Exercise requirements:
a. Answer these questions using the review report:
(i) For which phase of gait does the manuscript's simulation method design ankle exoskeleton assistance?
(ii) In what walking condition are spring stiffness and torque outputs predicted?
(iii) If the actuator mass is not modeled, what does the reviewer ask the authors to state in the conclusions?
b. Write the next part of the review report on the ankle orthosis actuator manuscript, continuing after its final sentence.

Text shown:
___
On the Design of a Simulation-Assisted Human-Centered Quasi-Stiffness-Based Actuator for Ankle Orthosis

Round 1

Reviewer 1 Report

Comments and Suggestions for Authors

The manuscript details the development and results of an open-source simulation method for designing ankle exoskeleton assistance during the stance phase. Specifically it leverages prior work within Open Sim and MatLab toolboxes from the biomechanics literature to predict spring stiffness and torque outputs for elastic actuator designs of ankle exoskeletons during loaded torso (backpack) walking for flat ground based on joint quasi-stiffness assistance. Given the gap created by the recent developments within Open Sim that have made prior prior models in this area unusable, this work provides a much needed solution to restore this design capability. The detail provided within the manuscript is outstanding but could still benefit from making a few points clearer or stating the limitations better. 

Comments:

1) Please make clear if the mass of the actuator is being included in the simulation and if so, at what location on the body. If it is being included, state what motors are representative of delivering those torques with those device weights so that the results may seem plausible. If the actuator mass is not being modeled, then state that explicitly in the conclusions.
___
Dataset section:

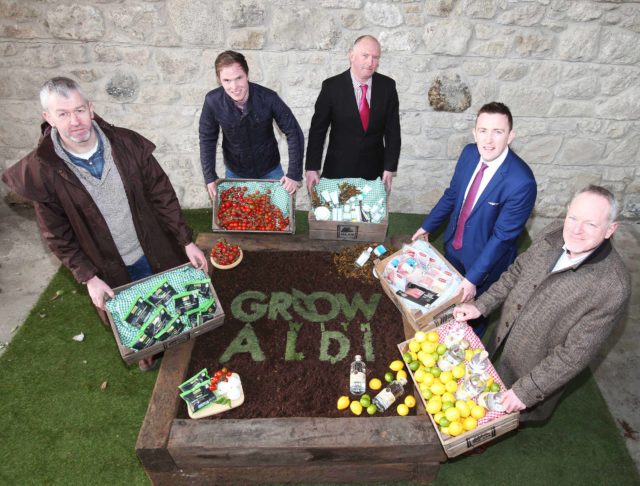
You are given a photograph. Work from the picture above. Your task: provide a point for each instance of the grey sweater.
___
Answers to each task:
a.
(i) The stance phase.
(ii) Loaded torso (backpack) walking on flat ground.
(iii) That the actuator mass is not being modeled.

b.
2) The impact of magnitude and locations of added mass on the body (backpack, orthosis, and actuator) with respect to gait adaptations needs to be addressed more clearly. Specifically, is the simulation yielding a change in the gait when the backpack (or other passive objects) are worn? If so, how was this determined and if not, can the errors be estimated so that the simulations are still deemed accurate? Some citations to consider for the impact of added mass on gait are the following: 

Spatiotemporal and muscle activation adaptations during overground walking in response to lower body added mass V Vijayan, S Fang, T Reissman, AL Kinney… - Gait & Posture, 2022  

3) Changing the stiffness at the ankle orthosis will influence other joint moments. Please clarify how these results compare with the literature. A reference is the following: 

T. Kobayashi, M.L. Singer, M.S. Orendurff, F. Gao, W.K. Daly, K.B. Foreman The effect of changing plantarflexion resistive moment of an articulated ankle-foot orthosis on ankle and knee joint angles and moments while walking in patients post stroke Clin. Biomech., 30 (2015), pp. 775-780, 10.1016/j.clinbiomech.2015.06.014  

4) Suggest a minor change to the title, as the design is not directly investigating variable stiffness but instead tuning to particular individuals fixed stiffness designs that are based on quasi-stiffness estimates. Thus suggest removing the words "variable stiffness" and instead insert at same location "quasi-stiffness based"  

Author Response

Dear reviewer, 

I am most grateful for the time you have taken to review our paper.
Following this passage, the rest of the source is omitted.